Please rewrite the rows below, swapping "gorilla foot" for "gorilla paw" wherever it appears and leaving everything else unchanged.

□ □ □

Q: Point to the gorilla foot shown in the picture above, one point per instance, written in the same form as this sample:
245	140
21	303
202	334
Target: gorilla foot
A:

□ □ □

## EXERCISE RESULT:
Q: Point to the gorilla paw shown in the picture above, one point per instance, written in the same form as this sample:
245	140
21	303
202	334
Target: gorilla paw
A:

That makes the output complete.